→ TEXT SHOWN
So we all know that our downtowns aren’t what they used to be. They’re cleaner, taller and most importantly (in most places) they’re quieter. There’s just no people. But we Americans also all seem to carry this strange collective memory of a heyday when our cities and our downtowns were bustling, busy, smelly and successful.
In that era, downtown was a source of pride and a symbol of ambition and progress. In her book Downtown America, Alison Isenberg describes downtown as the cite of transformation, protest, destruction and renewal. Most importantly, she argues, the history of downtown America teaches us about ourselves as Americans and specifically what we value. She writes,
“It has been the people — their crusades, their financial stake, their ideals, and their changing priorities — that have given meaning, hopes, and limitations to the material condition of downtown and that ultimately have given Main Street its form. This interplay puts buildings up and takes them down (Insnberg, 316).
It was people who cast a vision for a space and called it downtown. They called it special — worth taking a risk and worth making bold statements. But today downtown America is mostly just a few lines on a historical marker, “This place was once great because ___.” There are very few people who live downtown, there is little diversity, and most of the buildings are relics of a once-proud past. We have lost downtown and the institutions that resided there. All we have now is a memory of a space and an incredible longing for the heyday of our cities.
In the past few months I have visited two small towns that perfectly encapsulated this nostalgia. The first is Houma, Louisiana and the second is Ilwaco, Washington. In Houma, I experienced the mélange of Louisiana cultures: Country music bars, party busses blaring rap music (it was Mardi Gras weekend), old southern mansions, a beautiful old courthouse and food carts serving Mexican food. As I walked through the city I noticed a mural of an old “Main St.” scene (above). “A look in to the past …” the mural reads, “Historic Downtown Houma.” The larger image is of “Main Street looking west” and the smaller image to the right is of the old Houma Courthouse ca. 1906. I suppose this mural, sponsored by the Downtown Business Association, was an attempt to remind people in the region of the proud history of Houma. Hopefully visitors will enjoy a stroll “into the past,” spend their money, and come again.

→ SET EXERCISE A
Retype the essay on downtown America from "It was people" to "of our cities.".
→ SET EXERCISE B
In the essay on downtown America, which two small towns did the writer visit in the past few months?
→ SET EXERCISE C
Carry on writing the essay on downtown America from its final sentence.
The material after the essay on downtown America comes from a separate source.

→ COLLECTED MATERIAL
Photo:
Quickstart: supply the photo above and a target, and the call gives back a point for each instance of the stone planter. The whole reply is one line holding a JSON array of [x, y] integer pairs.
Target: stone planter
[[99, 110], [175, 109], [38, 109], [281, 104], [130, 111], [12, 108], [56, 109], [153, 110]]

→ TASK OUTPUT A
It was people who cast a vision for a space and called it downtown. They called it special — worth taking a risk and worth making bold statements. But today downtown America is mostly just a few lines on a historical marker, “This place was once great because ___.” There are very few people who live downtown, there is little diversity, and most of the buildings are relics of a once-proud past. We have lost downtown and the institutions that resided there. All we have now is a memory of a space and an incredible longing for the heyday of our cities.

→ TASK OUTPUT B
Houma, Louisiana and Ilwaco, Washington.

→ TASK OUTPUT C
The second example of a nostalgic mural (left) is a little more complex. It is titled a “Main Street” mural in Ilwaco, WA located on, not Main St., but Spruce St. at the intersection of First Ave. This mural depicts the same nostalgia for a bustling past with cars! trains! A/C grid! and a man with a hat! walking through the street. This is clearly a mural of past progress and innovation. When I looked closer, however, I realized that it’s actually a mural of a mural of progress. On the left side of the mural, there’s a boy walking with a skateboard toward the mural of the old Main St. The boy seems to represent a newer sort of progress, but is placed in context of the historical legacy of the city.
So what are these murals trying to say?
Greg Dickenson writes extensively about the connection between memory and place and the significance of both on personal identity. He considers the new spaces that we inhabit (e.g. McDonalds and strip malls) which seem devoid of historical context. They are clean and new, but what do these spaces lack? Dickenson’s perspective states,
“In a post-traditional period, a time of deepening memory crisis, secured place becomes harder and harder to maintain, giving rise to nostalgia to cover the discomforts of the present.”
This nostalgia is often revealed in murals such as the two above as well as in old photographs, old marquees, historical markers and similar references to the past. It is sort of a cheap nostalgia because it really doesn’t help us to understand the complexities of the past. I think that a more complex history would defeat the purpose of increasing tourism because it wouldn’t make people feel “comfortable” in these nostalgic places. The problem with that simple message is that when downtown was bustling it was a complex place. As long as we continue to sanitize (“suburbanize”) our cities for the sake of visitors and tourism we fail to revitalize (“urbanize”) our downtowns.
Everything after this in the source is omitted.